▸ TASK TO CARRY OUT
Copy out each line of the data that includes the string "rocky".
------------------------------------------------------------
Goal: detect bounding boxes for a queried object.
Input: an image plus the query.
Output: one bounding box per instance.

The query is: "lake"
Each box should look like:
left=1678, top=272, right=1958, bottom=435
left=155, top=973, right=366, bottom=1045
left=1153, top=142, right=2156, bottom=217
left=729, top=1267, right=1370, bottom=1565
------------------------------------------------------------
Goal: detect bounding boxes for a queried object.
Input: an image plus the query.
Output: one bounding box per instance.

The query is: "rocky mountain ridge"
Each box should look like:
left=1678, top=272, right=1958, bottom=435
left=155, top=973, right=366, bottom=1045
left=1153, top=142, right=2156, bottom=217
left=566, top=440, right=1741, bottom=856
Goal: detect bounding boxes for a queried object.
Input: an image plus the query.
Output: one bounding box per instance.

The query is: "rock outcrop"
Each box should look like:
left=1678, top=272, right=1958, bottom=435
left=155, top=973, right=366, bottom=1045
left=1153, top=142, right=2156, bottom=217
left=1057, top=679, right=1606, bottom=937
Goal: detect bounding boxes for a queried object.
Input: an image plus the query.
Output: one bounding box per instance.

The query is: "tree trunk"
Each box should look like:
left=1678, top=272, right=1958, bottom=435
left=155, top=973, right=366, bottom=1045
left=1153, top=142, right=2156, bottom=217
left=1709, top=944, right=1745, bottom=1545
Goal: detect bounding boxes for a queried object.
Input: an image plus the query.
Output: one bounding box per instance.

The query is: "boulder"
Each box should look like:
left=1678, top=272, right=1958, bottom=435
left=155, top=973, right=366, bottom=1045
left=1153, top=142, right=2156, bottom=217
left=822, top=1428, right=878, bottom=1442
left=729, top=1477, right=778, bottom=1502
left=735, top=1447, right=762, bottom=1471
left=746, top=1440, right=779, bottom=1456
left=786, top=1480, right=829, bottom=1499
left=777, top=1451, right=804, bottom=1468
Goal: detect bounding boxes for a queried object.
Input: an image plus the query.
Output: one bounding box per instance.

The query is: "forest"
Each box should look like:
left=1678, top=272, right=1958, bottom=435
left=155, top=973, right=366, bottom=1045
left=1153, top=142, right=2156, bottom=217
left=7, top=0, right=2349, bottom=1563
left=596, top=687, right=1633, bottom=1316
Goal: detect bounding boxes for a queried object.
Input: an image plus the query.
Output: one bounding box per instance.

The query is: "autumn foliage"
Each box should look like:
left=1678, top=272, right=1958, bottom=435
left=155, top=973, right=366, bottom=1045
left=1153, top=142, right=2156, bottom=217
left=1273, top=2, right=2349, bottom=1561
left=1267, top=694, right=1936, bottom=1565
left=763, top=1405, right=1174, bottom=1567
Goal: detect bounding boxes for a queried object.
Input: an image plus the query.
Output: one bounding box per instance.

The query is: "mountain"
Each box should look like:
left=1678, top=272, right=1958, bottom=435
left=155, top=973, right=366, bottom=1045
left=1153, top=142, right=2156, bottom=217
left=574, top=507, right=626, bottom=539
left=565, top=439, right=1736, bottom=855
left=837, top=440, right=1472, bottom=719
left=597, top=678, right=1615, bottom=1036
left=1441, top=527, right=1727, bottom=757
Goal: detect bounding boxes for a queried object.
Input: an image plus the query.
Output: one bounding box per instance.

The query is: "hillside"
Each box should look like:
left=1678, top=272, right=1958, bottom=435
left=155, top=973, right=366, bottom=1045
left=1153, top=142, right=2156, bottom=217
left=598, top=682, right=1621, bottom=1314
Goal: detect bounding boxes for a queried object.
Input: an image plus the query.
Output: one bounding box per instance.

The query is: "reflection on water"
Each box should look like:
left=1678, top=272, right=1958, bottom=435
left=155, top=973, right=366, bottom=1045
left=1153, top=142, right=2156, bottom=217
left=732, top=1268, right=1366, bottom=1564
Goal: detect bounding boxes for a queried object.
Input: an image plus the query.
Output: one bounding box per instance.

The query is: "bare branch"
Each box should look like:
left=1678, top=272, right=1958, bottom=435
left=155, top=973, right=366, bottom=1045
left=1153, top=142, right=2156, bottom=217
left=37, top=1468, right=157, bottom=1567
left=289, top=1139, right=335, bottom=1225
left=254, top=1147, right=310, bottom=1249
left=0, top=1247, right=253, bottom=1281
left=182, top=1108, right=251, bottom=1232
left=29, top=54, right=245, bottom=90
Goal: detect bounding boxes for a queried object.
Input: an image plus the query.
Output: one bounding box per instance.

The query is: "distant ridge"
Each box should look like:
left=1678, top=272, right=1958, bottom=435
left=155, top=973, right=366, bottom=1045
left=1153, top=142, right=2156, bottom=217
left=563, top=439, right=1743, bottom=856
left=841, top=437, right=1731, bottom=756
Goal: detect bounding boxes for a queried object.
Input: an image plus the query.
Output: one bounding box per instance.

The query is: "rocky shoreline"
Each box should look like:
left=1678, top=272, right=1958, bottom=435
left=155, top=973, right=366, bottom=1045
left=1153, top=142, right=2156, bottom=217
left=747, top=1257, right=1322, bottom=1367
------------------------------------------------------------
▸ WORKED SOLUTION
The query is: "rocky mountain ridge"
The query is: "rocky shoreline"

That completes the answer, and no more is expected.